(Beginning of Data for review)

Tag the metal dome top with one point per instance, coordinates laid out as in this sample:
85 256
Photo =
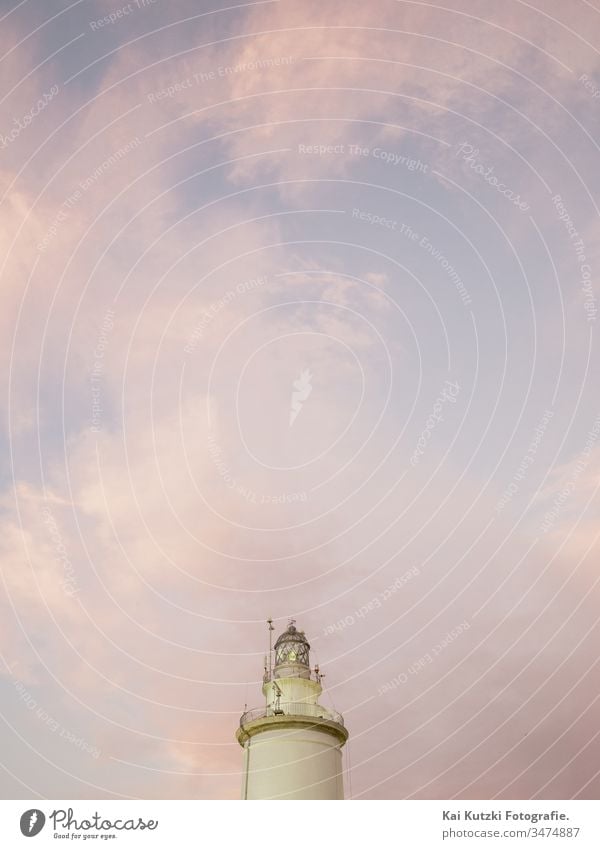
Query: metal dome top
292 647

(End of Data for review)

■ **Your instructions**
Please output every record above exactly. Leave the pictures out.

■ **Finished exercise**
Tag the metal dome top with one point per instance, coordinates laid out as in this sample:
85 256
Photo =
Query: metal dome top
292 647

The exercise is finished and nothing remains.